▸ **DIRECTIONS**:
• 1. Retype the article on Germany's COVID-19 measures from "Mounk argues U.S." up to and including "vaccination status voluntarily.".
• 2. Write a continuation of the article on Germany's COVID-19 measures that picks up after its final sentence.

▸ **EXTRACT PROVIDED**:
▼

Germany is in a "much better position" than America to say "auf wiedersehen" to COVID-19, thanks to a series of basic, manageable measures helping mitigate Delta variant-associated risk, writes Yascha Mounk for The Atlantic. That said, U.S. officials could therefore try and learn a thing or two from their European counterparts.
Mounk argues U.S. health authorities should implement four Germany-emulating tactics in their fight against COVID. The first? "Ensure mass events don't facilitate mass transmission," he writes, which he says America can do by applying the same basic rules almost everywhere. In Germany, that means "anybody who wants to dine indoors, go to the theater, or attend a large sporting event has to be vaccinated or have recovered from COVID-19 within the past six months." Otherwise, you must've tested negative for the disease within the last 24 hours. Conversely, in the U.S. "the organizers of mass events aren't required to ensure that attendees have little risk of spreading COVID," and many businesses and sports teams often ask for vaccination status voluntarily.

▲

▸ **ENTRIES SHOWN**:
▼

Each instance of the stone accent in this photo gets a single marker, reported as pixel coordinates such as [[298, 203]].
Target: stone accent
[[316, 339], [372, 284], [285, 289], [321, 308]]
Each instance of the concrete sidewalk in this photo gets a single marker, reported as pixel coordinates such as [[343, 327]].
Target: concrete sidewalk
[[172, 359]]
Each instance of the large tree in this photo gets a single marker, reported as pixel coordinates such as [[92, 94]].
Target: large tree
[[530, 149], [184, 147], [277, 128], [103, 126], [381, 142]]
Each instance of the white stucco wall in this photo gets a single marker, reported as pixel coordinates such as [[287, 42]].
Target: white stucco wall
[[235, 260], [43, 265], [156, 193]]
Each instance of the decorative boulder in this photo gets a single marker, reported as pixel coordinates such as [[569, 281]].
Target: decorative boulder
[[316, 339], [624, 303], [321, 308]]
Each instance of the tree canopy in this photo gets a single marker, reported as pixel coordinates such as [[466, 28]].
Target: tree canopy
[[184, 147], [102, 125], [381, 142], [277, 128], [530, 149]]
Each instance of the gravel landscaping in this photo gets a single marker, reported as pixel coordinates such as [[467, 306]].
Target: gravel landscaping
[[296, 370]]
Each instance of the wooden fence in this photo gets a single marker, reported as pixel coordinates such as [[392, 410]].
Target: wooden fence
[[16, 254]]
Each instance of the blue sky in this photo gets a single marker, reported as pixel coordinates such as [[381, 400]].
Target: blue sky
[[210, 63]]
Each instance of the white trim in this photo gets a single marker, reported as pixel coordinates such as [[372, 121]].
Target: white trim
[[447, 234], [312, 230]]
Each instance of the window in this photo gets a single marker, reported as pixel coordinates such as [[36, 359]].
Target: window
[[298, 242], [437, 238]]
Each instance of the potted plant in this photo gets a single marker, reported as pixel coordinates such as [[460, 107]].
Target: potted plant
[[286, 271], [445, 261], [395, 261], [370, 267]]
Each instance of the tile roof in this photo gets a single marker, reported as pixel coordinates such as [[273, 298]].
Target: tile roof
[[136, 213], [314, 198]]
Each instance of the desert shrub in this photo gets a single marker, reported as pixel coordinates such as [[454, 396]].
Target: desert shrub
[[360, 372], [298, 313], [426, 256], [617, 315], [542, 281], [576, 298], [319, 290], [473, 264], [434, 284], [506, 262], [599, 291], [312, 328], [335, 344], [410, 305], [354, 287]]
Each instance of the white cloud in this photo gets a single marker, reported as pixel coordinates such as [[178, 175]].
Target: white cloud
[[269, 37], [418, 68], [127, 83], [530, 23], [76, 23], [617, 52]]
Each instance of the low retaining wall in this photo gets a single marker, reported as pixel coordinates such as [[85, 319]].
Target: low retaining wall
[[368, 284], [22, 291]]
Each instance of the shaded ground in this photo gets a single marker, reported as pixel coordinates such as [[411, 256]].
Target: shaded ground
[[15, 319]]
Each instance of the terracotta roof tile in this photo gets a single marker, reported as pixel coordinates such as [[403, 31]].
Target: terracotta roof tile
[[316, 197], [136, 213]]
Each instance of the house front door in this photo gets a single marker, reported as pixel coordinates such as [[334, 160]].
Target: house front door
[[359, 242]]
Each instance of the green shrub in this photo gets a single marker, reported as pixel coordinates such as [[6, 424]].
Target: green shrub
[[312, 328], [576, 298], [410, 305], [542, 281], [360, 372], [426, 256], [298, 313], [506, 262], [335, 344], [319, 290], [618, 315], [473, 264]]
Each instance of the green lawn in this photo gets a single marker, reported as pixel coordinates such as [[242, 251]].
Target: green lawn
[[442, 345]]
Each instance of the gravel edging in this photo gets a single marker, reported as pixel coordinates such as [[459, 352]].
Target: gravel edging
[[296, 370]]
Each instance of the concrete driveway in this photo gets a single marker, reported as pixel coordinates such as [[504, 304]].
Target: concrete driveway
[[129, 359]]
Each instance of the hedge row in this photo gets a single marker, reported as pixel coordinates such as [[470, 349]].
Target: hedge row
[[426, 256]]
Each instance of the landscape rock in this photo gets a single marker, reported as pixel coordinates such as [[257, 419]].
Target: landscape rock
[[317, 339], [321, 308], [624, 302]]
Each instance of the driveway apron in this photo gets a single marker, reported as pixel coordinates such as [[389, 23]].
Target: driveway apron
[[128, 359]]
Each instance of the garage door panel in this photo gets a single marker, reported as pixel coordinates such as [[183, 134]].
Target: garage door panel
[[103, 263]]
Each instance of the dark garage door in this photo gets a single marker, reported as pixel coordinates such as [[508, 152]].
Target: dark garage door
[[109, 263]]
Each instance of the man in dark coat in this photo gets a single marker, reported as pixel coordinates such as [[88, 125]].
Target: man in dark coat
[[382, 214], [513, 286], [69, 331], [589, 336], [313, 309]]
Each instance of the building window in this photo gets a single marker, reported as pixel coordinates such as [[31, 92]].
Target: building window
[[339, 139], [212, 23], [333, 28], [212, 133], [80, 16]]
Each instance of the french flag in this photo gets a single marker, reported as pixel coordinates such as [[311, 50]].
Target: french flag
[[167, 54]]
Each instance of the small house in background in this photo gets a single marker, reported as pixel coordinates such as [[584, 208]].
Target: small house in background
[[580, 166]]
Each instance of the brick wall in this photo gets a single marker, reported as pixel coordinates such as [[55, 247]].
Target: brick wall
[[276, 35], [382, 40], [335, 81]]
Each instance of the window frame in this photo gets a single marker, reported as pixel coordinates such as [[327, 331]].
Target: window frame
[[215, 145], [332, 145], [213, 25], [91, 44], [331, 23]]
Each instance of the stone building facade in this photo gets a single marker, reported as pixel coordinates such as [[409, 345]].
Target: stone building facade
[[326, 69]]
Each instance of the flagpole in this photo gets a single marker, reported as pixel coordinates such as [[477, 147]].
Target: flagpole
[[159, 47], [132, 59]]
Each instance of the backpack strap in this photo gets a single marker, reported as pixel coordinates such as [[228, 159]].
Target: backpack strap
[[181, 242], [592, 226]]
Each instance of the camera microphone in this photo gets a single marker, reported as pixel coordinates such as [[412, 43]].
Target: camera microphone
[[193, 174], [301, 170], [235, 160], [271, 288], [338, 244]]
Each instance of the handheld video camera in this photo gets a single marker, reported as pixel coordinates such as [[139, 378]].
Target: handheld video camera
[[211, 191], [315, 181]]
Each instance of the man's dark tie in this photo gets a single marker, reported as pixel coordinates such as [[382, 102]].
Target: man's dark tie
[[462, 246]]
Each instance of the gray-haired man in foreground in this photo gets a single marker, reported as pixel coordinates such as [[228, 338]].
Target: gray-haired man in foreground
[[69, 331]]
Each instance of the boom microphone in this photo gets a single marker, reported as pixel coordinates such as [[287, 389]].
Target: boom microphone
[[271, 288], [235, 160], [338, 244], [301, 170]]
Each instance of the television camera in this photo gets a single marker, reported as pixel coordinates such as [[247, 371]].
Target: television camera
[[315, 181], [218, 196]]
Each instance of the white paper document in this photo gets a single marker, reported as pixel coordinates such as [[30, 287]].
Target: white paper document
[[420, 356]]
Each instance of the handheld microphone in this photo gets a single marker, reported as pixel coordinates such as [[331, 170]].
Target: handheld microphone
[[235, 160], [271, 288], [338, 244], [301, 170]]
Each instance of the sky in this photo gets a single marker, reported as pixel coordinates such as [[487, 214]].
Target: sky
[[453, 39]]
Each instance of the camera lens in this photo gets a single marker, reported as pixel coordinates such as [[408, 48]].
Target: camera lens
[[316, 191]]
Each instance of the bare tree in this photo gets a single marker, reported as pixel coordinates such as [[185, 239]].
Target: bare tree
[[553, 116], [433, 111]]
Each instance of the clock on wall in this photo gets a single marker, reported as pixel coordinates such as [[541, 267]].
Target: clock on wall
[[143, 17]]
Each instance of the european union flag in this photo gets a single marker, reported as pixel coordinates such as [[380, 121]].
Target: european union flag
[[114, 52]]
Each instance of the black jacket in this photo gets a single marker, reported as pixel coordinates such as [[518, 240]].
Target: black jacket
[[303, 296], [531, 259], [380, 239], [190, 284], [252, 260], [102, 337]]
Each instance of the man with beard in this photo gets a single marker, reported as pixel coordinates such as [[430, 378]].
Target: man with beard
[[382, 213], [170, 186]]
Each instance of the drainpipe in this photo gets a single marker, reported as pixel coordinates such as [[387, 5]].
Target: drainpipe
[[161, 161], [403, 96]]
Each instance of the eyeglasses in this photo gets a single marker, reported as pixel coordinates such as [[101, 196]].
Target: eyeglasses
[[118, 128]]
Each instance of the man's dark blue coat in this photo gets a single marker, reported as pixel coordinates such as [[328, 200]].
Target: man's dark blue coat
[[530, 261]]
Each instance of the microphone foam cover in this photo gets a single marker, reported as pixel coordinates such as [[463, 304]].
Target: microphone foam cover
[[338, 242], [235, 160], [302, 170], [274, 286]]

▲

▸ **OUTPUTS BY TASK**:
• 1.
Mounk argues U.S. health authorities should implement four Germany-emulating tactics in their fight against COVID. The first? "Ensure mass events don't facilitate mass transmission," he writes, which he says America can do by applying the same basic rules almost everywhere. In Germany, that means "anybody who wants to dine indoors, go to the theater, or attend a large sporting event has to be vaccinated or have recovered from COVID-19 within the past six months." Otherwise, you must've tested negative for the disease within the last 24 hours. Conversely, in the U.S. "the organizers of mass events aren't required to ensure that attendees have little risk of spreading COVID," and many businesses and sports teams often ask for vaccination status voluntarily.

• 2.
The second tactic? Make testing cheap, easy, and available at home. While, for many fully-vaccinated Germans, eligibility for free testing has begun being rolled back, accessible, efficient centers remain plentiful, as do cheap at-home test kits. By contrast, testing in the U.S. is "comparatively expensive and inaccessible."
Third, Mounk argues Americans should, like Germans, ditch cloth masks in favor of surgical masks — such as KN95s, or their widely-used German equivalent FFP2s — which are comparatively more effective.
And finally, he writes, U.S. officials must figure out and reinvigorate serious contact tracing efforts, a practice that has helped German businesses remain open even during outbreaks.
Of course, there is no COVID "silver bullet," says Mounk. But America could make things easier for itself with just a few "simple precautions."